▸ **The data**:

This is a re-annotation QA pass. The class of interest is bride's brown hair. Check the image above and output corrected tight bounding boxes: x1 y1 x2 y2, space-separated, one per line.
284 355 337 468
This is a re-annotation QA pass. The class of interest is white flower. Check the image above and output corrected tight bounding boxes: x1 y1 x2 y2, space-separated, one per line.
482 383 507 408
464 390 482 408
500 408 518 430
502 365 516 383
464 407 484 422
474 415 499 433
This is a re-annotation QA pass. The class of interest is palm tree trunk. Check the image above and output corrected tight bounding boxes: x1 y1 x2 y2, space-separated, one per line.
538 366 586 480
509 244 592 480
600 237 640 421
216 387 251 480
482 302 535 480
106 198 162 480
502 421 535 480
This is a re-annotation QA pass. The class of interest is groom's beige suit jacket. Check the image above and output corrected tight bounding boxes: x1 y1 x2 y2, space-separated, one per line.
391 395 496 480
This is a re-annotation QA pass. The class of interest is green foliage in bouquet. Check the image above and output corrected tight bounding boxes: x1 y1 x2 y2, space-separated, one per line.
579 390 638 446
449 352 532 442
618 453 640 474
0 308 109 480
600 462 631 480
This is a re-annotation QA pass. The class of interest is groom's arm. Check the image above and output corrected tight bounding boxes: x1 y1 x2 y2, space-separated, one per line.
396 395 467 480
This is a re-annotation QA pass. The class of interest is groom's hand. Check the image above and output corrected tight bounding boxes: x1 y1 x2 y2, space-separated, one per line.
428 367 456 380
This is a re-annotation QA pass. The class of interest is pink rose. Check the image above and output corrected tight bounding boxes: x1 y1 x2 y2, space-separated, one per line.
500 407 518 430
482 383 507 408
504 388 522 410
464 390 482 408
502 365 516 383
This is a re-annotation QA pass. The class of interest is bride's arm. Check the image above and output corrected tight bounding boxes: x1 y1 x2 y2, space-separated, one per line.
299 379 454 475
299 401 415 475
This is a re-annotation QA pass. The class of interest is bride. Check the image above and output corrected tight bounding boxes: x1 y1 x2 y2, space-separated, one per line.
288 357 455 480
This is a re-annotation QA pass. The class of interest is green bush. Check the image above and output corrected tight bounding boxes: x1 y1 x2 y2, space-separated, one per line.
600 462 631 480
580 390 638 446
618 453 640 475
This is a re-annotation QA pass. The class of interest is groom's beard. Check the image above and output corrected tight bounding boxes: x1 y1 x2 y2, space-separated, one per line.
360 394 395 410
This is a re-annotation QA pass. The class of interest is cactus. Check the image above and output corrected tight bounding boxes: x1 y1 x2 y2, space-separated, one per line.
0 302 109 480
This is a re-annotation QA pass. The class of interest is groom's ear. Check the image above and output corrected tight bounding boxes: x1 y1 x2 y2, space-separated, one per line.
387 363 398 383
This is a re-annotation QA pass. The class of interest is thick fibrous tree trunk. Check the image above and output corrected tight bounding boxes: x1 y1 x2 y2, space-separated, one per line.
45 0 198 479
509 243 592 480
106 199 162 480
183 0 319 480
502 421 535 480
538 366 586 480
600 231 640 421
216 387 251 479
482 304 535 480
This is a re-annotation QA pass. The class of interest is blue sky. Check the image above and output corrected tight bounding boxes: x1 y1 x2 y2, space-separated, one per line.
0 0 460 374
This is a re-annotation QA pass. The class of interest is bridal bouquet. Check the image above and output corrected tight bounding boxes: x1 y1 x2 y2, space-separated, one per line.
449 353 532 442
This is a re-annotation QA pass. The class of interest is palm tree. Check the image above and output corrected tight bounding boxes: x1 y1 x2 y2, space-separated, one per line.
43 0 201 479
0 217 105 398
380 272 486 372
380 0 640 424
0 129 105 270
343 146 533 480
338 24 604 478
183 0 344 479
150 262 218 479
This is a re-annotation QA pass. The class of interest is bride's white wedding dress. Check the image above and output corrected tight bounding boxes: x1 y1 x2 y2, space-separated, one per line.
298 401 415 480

▸ **Task prompt**: Copy out every row above word for word, keeping the original order.

▸ **Solution to the exercise**:
This is a re-annotation QA pass. The class of interest is bride's brown hair. Check the image above and output corrected tight bounding boxes: x1 y1 x2 y2, space-separated, one per line.
284 355 337 468
This is a re-annotation QA pass. The class of interest is white flower. Check the image above and output corrected tight bounding boxes: x1 y1 x2 y2, space-separated, one per line.
482 383 507 408
464 390 482 408
500 408 518 430
502 365 516 383
464 407 484 422
474 415 499 433
This is a re-annotation QA pass. The class of interest is palm tree trunk. Check the image above and output corrected tight bounding boxes: x1 y1 x2 y2, space-separated, one per line.
538 366 586 480
509 244 592 480
600 237 640 421
216 387 251 480
482 302 535 480
106 198 162 480
502 421 535 480
This is a re-annotation QA pass. The class of interest is groom's beige suit jacket. Check the image above and output corrected tight bounding boxes: x1 y1 x2 y2, space-separated, one per line.
391 395 496 480
This is a re-annotation QA pass. The class of interest is green foliage in bouquet. Check the image above and output corrected tight bounding boxes: x1 y1 x2 y2, space-separated, one per line.
579 390 638 446
449 352 532 442
618 453 640 474
0 308 109 480
600 462 631 480
This is a re-annotation QA pass. The class of interest is groom's arm. Check the image above and output corrected tight bounding boxes: x1 y1 x2 y2, space-separated, one per line.
396 395 467 480
This is a re-annotation QA pass. The class of interest is groom's hand. Check the image above and output corrected tight bounding boxes: x1 y1 x2 y2, space-separated, one per line.
428 367 456 380
This is a re-annotation QA pass. The class of interest is pink rose. Check the image above and output corrected tight bounding boxes: x1 y1 x2 y2, space-separated, one per line.
500 407 518 430
482 383 507 408
504 388 522 410
464 390 482 408
502 365 516 383
This is a re-annotation QA pass. The class of interest is bride's arm. Check the image above and output corrected tight bounding boxes: x1 y1 x2 y2, space-separated, one per line.
299 379 454 475
299 401 415 475
This is a re-annotation QA pass. The class of interest is bride. Check the image above and output corrected tight bounding boxes: x1 y1 x2 y2, space-separated, one per line.
288 357 455 480
This is a re-annotation QA pass. The class of interest is green bush. Check the image above and output corrected tight bounding boxes: x1 y1 x2 y2, space-separated, one per line.
600 462 631 480
580 390 638 446
618 453 640 475
This is a re-annotation QA pass. The class of interest is groom's beard. Check the image above and output corrected tight bounding boxes: x1 y1 x2 y2, space-separated, one per line.
360 394 395 410
This is a re-annotation QA pass. The class of interest is cactus. Check the image above and output corrected tight bounding boxes: x1 y1 x2 y2, space-separated, one per line.
0 302 109 480
This is a re-annotation QA pass. The class of interest is groom's ear. Check the image above and output corrected tight bounding boxes: x1 y1 x2 y2, space-separated, one per line.
387 363 398 383
This is a re-annotation QA pass. The class of interest is thick fibrous tree trunk. Check the image above and output corrected tight bounding boxes: x1 y1 x2 y2, space-separated, one per line.
45 0 198 479
509 243 592 480
106 199 162 480
183 0 319 480
502 421 535 480
538 366 586 480
600 231 640 421
216 387 251 479
482 304 535 480
This is a re-annotation QA pass. The class of interest is blue sky. Check the image above and output corrected tight bounding boxes: x1 y1 x2 y2, space-separated, one per line.
0 0 460 374
This is a re-annotation QA pass. The class of interest is bridal bouquet. Check the image above and output corrected tight bounding boxes: x1 y1 x2 y2, space-separated, one per line.
449 353 532 442
This is a re-annotation QA pass. The class of interest is palm tree. Check the image above and output corrected tight bounding boxes: x1 y1 x2 y2, space-separated, one per line.
43 0 201 479
0 217 105 398
380 272 486 372
380 0 640 424
0 129 105 270
343 146 533 480
338 24 604 478
183 0 344 479
150 262 218 479
This is a re-annotation QA pass. The class of interest is bride's white wedding dress. Check the image above and output corrected tight bounding boxes: x1 y1 x2 y2, space-separated, one per line.
298 401 415 480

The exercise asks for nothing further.